Claire Persterfield è una giovane infermiera. Vive a Cambridge, in Gran Bretagna, e lavora a contatto con i bambini diabetici ricoverati allo Addenbrooke’s Hospital. Sa benissimo quanto può essere pericolosa per loro un improvviso abbassamento degli zuccheri: lo sa anche perché lei stessa è malata di diabete giovanile di tipo 1.
Per anni ha convissuto con questo rischio misurandosi costantemente la glicemia, giorno e notte. Un chiodo fisso, almeno finchè non è arrivato lui: Magic, uno splendido labrador color beige addestrato da una onlus per vegliare costantemente su di lei come un angelo custode. Lui è lì, sempre al suo fianco anche di notte, pronto a fiutare il pericolo nell’aria: gli basta rivolgere il naso alla sua padrona per sapere se nel suo sangue il livello degli zuccheri si sta abbassando aprendo la porta ad una crisi ipoglicemica. «Quando avverte che l’ipoglicemia sta arrivando, Magic si alza subito e appoggia la sua zampa sulla mia spalla, per avvisarmi che è arrivato il momento di misurarmi la glicemia», spiega Claire.
Come Magic, esistono anche altri cani capaci di fiutare l’ipoglicemia dopo un breve addestramento: finora, però, nessuno era ancora riuscito a spiegare come svolgessero questo compito così prezioso.

----

◆ COSA FARE
Trascrivi parola per parola il tratto del brano sulla giovane infermiera e il suo cane che inizia con le parole contenenti "Claire Persterfield è" e finisce con "giovanile di tipo 1.". Questi record non hanno nulla a che vedere con il brano.

◆ Record archiviati

----

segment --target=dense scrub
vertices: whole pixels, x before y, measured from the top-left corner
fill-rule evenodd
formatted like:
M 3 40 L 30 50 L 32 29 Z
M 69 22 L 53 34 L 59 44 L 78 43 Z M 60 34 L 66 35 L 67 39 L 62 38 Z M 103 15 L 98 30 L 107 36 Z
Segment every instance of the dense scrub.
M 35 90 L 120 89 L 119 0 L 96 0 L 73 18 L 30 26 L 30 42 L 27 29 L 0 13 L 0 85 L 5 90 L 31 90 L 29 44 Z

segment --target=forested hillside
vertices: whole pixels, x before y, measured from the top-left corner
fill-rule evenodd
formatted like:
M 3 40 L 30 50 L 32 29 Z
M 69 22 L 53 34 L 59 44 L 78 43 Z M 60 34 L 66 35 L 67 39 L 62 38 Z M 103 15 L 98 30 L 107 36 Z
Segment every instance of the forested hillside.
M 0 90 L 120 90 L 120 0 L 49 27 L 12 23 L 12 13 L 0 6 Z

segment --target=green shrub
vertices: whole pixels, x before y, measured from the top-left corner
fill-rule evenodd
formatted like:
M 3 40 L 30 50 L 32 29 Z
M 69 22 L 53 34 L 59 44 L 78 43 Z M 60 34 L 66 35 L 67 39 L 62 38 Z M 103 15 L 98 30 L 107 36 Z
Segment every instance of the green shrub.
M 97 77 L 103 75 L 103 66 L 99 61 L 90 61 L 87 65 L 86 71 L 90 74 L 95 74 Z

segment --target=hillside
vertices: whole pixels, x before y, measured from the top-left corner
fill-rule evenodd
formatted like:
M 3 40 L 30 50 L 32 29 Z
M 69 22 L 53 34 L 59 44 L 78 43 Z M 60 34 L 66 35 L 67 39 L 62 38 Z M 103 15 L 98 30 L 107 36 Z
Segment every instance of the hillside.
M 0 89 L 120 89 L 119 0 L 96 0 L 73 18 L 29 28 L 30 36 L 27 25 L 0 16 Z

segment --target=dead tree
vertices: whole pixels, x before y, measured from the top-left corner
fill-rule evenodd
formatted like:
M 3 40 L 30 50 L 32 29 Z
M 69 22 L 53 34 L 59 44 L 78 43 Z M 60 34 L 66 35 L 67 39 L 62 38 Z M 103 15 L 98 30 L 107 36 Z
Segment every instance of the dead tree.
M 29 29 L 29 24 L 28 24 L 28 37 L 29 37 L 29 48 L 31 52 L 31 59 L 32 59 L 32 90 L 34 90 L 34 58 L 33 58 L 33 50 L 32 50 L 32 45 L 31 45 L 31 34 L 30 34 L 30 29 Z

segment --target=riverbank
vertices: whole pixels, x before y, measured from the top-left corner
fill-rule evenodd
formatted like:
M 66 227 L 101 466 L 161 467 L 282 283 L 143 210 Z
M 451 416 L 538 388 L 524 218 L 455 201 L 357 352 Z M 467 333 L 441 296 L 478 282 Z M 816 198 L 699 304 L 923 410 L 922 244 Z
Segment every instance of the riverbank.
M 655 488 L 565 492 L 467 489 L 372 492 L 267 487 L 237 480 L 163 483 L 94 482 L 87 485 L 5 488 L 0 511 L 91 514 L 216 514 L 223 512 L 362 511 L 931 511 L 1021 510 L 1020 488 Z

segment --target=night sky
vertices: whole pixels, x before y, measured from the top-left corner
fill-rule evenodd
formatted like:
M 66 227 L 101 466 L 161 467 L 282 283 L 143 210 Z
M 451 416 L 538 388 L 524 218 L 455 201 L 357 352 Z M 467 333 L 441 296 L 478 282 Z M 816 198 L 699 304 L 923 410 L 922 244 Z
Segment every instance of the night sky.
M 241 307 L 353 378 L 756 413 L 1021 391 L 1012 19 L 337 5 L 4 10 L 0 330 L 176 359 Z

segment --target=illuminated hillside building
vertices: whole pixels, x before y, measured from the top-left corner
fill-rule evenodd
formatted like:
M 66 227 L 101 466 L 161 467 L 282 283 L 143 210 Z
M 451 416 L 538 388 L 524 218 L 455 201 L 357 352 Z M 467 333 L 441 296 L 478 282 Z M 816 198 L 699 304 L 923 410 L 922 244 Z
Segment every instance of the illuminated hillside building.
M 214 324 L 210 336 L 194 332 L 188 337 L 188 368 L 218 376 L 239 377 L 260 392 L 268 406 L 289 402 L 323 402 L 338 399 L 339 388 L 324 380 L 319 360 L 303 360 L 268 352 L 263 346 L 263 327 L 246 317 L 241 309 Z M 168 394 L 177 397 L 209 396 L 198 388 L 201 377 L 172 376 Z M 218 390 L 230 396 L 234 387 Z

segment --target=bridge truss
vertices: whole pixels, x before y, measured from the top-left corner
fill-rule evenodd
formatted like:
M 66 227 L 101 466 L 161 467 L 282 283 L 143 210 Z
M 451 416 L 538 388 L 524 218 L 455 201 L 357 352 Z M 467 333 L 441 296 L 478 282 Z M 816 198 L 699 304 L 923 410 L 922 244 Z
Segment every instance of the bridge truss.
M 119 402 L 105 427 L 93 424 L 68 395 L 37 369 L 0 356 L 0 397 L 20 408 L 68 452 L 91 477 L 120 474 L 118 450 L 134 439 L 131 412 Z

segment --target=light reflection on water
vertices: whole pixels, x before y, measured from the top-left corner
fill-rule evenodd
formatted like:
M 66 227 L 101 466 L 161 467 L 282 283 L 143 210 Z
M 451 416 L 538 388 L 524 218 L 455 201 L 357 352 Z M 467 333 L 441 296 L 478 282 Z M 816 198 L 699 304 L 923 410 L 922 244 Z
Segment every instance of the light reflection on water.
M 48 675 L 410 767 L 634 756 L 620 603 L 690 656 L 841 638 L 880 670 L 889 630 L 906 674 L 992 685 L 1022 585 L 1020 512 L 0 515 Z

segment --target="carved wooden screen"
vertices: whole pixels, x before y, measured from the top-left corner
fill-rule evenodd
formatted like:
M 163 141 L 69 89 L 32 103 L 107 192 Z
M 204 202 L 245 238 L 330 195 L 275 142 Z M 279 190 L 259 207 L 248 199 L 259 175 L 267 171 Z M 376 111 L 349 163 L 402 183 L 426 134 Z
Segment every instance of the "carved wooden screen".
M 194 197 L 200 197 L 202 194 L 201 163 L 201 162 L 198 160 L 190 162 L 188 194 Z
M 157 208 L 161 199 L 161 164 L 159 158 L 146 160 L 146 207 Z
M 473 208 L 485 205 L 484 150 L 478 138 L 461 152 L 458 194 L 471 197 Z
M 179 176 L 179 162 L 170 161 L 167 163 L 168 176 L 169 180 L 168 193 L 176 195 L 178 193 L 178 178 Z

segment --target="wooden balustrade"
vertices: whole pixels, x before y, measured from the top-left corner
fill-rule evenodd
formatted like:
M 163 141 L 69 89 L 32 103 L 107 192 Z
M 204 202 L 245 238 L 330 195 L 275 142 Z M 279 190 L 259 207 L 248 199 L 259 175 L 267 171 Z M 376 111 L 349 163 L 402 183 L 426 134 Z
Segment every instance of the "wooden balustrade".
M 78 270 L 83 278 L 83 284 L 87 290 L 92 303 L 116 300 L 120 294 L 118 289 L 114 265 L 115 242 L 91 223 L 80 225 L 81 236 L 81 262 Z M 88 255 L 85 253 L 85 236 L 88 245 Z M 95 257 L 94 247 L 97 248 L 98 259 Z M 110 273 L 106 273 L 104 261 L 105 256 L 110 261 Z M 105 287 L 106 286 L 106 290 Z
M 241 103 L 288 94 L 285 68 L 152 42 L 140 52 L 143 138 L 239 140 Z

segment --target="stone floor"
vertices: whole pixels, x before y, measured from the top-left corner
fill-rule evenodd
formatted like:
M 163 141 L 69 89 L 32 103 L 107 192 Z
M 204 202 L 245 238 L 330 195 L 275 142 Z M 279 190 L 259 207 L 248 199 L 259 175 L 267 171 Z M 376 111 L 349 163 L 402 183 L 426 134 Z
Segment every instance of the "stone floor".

----

◆ RISULTATO
Claire Persterfield è una giovane infermiera. Vive a Cambridge, in Gran Bretagna, e lavora a contatto con i bambini diabetici ricoverati allo Addenbrooke’s Hospital. Sa benissimo quanto può essere pericolosa per loro un improvviso abbassamento degli zuccheri: lo sa anche perché lei stessa è malata di diabete giovanile di tipo 1.